- _Required task_
Output every line of the material below verbatim, changing nothing.
-.-.-
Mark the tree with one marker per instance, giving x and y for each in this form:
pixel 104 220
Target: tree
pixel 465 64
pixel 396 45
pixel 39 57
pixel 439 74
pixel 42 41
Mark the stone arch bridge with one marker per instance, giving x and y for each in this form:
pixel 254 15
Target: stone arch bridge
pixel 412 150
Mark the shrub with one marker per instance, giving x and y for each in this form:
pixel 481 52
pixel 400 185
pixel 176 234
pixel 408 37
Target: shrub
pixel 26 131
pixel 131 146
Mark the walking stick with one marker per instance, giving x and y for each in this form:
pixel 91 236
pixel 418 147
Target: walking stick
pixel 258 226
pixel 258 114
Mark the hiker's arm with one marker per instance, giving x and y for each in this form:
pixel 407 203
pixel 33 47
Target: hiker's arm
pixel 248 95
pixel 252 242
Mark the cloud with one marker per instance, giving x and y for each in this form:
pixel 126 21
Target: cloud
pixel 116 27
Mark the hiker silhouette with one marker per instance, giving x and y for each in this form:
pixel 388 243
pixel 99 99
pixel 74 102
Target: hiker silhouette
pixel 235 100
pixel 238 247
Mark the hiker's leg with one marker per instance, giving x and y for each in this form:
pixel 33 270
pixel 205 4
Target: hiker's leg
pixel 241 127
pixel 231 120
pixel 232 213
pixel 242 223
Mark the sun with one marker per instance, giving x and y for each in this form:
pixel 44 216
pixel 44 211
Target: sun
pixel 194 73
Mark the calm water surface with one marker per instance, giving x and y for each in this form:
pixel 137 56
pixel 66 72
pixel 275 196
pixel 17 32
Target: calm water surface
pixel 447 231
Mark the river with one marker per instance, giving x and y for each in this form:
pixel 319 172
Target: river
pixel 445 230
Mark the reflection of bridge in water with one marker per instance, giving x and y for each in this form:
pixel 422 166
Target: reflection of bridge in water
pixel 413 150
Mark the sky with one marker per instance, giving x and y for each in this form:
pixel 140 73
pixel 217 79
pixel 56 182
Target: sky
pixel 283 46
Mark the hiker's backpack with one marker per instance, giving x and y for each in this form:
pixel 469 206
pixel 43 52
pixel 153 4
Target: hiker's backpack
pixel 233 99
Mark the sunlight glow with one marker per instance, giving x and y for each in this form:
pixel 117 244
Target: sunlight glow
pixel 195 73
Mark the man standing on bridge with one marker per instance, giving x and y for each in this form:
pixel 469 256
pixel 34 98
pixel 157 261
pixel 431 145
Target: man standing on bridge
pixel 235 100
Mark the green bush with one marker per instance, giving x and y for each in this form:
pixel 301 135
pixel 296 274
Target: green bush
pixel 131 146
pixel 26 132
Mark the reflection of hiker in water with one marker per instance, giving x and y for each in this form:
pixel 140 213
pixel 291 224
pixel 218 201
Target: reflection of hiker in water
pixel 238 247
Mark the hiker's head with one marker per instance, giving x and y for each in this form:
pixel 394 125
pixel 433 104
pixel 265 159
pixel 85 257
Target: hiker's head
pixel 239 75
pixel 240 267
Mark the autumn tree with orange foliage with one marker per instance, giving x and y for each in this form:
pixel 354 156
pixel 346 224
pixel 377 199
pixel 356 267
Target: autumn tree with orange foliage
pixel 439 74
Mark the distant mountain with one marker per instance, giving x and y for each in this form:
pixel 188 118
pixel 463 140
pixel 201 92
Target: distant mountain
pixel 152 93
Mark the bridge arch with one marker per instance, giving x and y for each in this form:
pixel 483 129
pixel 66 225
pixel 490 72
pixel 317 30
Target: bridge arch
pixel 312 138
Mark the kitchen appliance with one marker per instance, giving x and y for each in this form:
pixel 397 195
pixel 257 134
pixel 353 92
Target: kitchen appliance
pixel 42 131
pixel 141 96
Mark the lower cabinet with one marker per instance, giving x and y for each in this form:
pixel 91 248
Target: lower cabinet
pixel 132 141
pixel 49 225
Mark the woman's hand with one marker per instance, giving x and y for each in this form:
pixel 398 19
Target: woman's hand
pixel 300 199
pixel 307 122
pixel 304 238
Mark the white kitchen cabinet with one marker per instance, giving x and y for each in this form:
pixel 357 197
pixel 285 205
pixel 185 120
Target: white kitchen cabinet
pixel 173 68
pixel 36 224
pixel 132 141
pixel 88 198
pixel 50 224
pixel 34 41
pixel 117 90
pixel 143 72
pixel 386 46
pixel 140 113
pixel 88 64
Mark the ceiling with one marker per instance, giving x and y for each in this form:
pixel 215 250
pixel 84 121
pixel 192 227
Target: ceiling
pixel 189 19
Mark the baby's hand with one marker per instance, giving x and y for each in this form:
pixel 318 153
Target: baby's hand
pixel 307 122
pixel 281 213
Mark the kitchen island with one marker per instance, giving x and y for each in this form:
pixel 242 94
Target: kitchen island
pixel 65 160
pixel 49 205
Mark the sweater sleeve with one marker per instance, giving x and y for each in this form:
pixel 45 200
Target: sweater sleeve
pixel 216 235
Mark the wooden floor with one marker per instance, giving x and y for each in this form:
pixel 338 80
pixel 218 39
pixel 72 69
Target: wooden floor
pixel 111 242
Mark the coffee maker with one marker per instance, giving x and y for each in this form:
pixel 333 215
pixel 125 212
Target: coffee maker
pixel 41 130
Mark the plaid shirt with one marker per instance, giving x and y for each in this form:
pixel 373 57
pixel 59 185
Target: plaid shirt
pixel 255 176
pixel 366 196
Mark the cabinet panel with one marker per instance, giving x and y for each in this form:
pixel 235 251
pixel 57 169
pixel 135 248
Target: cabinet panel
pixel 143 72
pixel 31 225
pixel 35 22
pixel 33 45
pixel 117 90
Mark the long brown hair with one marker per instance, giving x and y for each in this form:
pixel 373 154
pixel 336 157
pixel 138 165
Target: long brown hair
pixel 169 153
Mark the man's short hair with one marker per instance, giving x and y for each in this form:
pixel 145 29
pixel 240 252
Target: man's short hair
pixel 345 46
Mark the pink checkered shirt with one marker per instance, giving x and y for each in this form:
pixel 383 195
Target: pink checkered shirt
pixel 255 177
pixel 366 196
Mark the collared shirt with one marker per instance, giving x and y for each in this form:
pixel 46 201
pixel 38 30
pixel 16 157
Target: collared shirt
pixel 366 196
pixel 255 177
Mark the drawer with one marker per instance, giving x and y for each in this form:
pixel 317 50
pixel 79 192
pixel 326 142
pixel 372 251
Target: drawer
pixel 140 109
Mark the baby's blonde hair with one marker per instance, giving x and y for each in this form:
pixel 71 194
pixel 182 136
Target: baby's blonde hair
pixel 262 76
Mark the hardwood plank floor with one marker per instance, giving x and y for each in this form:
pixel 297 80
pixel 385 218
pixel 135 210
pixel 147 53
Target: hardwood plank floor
-.-.-
- _Solved problem_
Mark the tree with one marker per instance, giving x and y for each in this form:
pixel 104 220
Target: tree
pixel 465 64
pixel 396 45
pixel 39 57
pixel 439 74
pixel 42 41
Mark the stone arch bridge with one marker per instance, giving x and y for each in this form:
pixel 254 15
Target: stone arch bridge
pixel 412 150
Mark the shrub with one marker per instance, giving x and y for each in this form:
pixel 481 52
pixel 400 185
pixel 176 234
pixel 408 37
Target: shrub
pixel 26 131
pixel 131 146
Mark the walking stick with one marker per instance, giving x and y for each in this form:
pixel 91 236
pixel 418 147
Target: walking stick
pixel 258 226
pixel 258 114
Mark the hiker's arm with one marker per instance, giving x and y for each in this form:
pixel 407 203
pixel 33 47
Target: hiker's arm
pixel 248 95
pixel 252 242
Mark the cloud with one marker per instance, giving x and y for each in this form:
pixel 126 21
Target: cloud
pixel 116 27
Mark the hiker silhouette with one marker per instance, giving x and y for each in this form:
pixel 388 243
pixel 99 99
pixel 74 102
Target: hiker silhouette
pixel 235 100
pixel 238 247
Mark the hiker's leg with one marker per instance, giving x and y for each in this form:
pixel 33 270
pixel 205 4
Target: hiker's leg
pixel 241 127
pixel 231 120
pixel 232 213
pixel 242 223
Mark the sun with one marker per instance, giving x and y for each in this form:
pixel 44 216
pixel 44 211
Target: sun
pixel 194 73
Mark the calm water surface with one marker per instance, giving x and y for each in this form:
pixel 137 56
pixel 66 72
pixel 275 196
pixel 17 32
Target: calm water surface
pixel 447 231
Mark the river with one marker per instance, giving x and y for each in this form:
pixel 319 172
Target: river
pixel 445 230
Mark the reflection of bridge in water with one marker per instance, giving x and y for each in this form:
pixel 422 166
Target: reflection of bridge in water
pixel 413 150
Mark the sky with one marker per instance, giving x and y for each in this form:
pixel 140 73
pixel 217 79
pixel 56 182
Target: sky
pixel 283 46
Mark the hiker's backpack with one marker per instance, giving x and y for each in this form:
pixel 469 206
pixel 43 52
pixel 153 4
Target: hiker's backpack
pixel 233 99
Mark the sunlight glow with one marker per instance, giving x and y for each in this form:
pixel 117 244
Target: sunlight glow
pixel 195 73
Mark the man standing on bridge with one marker per instance, giving x and y for each in this form:
pixel 469 256
pixel 34 98
pixel 157 261
pixel 431 145
Target: man standing on bridge
pixel 235 100
Mark the green bush with one marker per instance, giving x and y for each in this form:
pixel 301 135
pixel 296 274
Target: green bush
pixel 131 146
pixel 26 132
Mark the reflection of hiker in water with one marker per instance, giving x and y for each in this form:
pixel 140 213
pixel 291 224
pixel 218 201
Target: reflection of hiker in water
pixel 238 247
Mark the hiker's head with one marker per instance, giving x and y for each in this form:
pixel 394 125
pixel 433 104
pixel 265 159
pixel 85 257
Target: hiker's head
pixel 239 75
pixel 240 267
Mark the autumn tree with orange foliage with one marker per instance, giving x and y for each in this form:
pixel 354 156
pixel 346 224
pixel 377 199
pixel 356 267
Target: autumn tree with orange foliage
pixel 439 74
Mark the distant mountain with one marker per instance, giving x and y for each in this form:
pixel 188 118
pixel 463 140
pixel 201 92
Target: distant mountain
pixel 152 93
Mark the bridge arch with one marker per instance, giving x and y for each in this form:
pixel 483 129
pixel 66 225
pixel 490 72
pixel 317 30
Target: bridge arch
pixel 312 138
Mark the kitchen appliance with one marker per instance, giving x and y for each in this form:
pixel 397 195
pixel 257 134
pixel 353 92
Target: kitchen appliance
pixel 42 131
pixel 141 96
Mark the lower cabinet with one marker per instance, giving x and y for each in this form:
pixel 91 248
Target: lower cabinet
pixel 132 141
pixel 49 225
Mark the woman's hand with one marker per instance, giving x and y for each in this form:
pixel 398 19
Target: woman's hand
pixel 300 199
pixel 307 122
pixel 304 238
Mark the white kitchen cabinet with one marker per instance, giving x and y for each in this form:
pixel 357 197
pixel 285 205
pixel 185 120
Target: white kitchen cabinet
pixel 173 68
pixel 36 224
pixel 132 141
pixel 88 198
pixel 50 224
pixel 34 41
pixel 117 90
pixel 143 72
pixel 386 46
pixel 140 113
pixel 88 64
Mark the ceiling with one marker per instance, giving x and y for each in this form:
pixel 215 250
pixel 84 121
pixel 192 227
Target: ceiling
pixel 189 19
Mark the baby's hand with one marker per instance, giving x and y for each in this form:
pixel 318 153
Target: baby's hand
pixel 307 122
pixel 281 213
Mark the kitchen island with one marker per instance, giving x and y for each in this form:
pixel 242 94
Target: kitchen island
pixel 65 160
pixel 49 205
Mark the sweater sleeve with one marker per instance, giving x and y for each in this form:
pixel 45 200
Target: sweater sleeve
pixel 216 235
Mark the wooden floor with one marker per instance, giving x and y for each in this form:
pixel 338 80
pixel 218 39
pixel 72 69
Target: wooden floor
pixel 111 242
Mark the coffee maker with one marker per instance, giving x and y for each in this form:
pixel 333 215
pixel 125 212
Target: coffee maker
pixel 41 130
Mark the plaid shirt with one marker per instance, giving x and y for each in this form:
pixel 373 57
pixel 59 185
Target: plaid shirt
pixel 255 176
pixel 366 196
Mark the cabinet panel with one marker per instance, giving x and y for each in this form:
pixel 235 251
pixel 57 169
pixel 135 248
Target: cabinet panel
pixel 143 72
pixel 31 225
pixel 35 22
pixel 33 45
pixel 117 90
Mark the long brown hair with one marker per instance, giving x and y for each in this form:
pixel 373 154
pixel 336 157
pixel 138 165
Target: long brown hair
pixel 169 153
Mark the man's short hair with one marker per instance, giving x and y for each in this form:
pixel 145 29
pixel 240 252
Target: man's short hair
pixel 345 46
Mark the pink checkered shirt with one marker per instance, giving x and y for each in this form:
pixel 383 195
Target: pink checkered shirt
pixel 255 177
pixel 366 196
Mark the collared shirt with one marker per instance, giving x and y for each in this form:
pixel 46 201
pixel 38 30
pixel 16 157
Target: collared shirt
pixel 366 196
pixel 255 177
Mark the drawer with one marker per instance, giving x and y for each in this form:
pixel 317 50
pixel 79 192
pixel 326 142
pixel 372 251
Target: drawer
pixel 140 109
Mark the baby's blonde hair with one marker per instance, giving x and y for each in this form:
pixel 71 194
pixel 182 136
Target: baby's blonde hair
pixel 262 76
Mark the hardwood plank floor with one marker per instance, giving x and y for each in this form:
pixel 297 80
pixel 385 218
pixel 135 210
pixel 147 53
Target: hardwood plank floor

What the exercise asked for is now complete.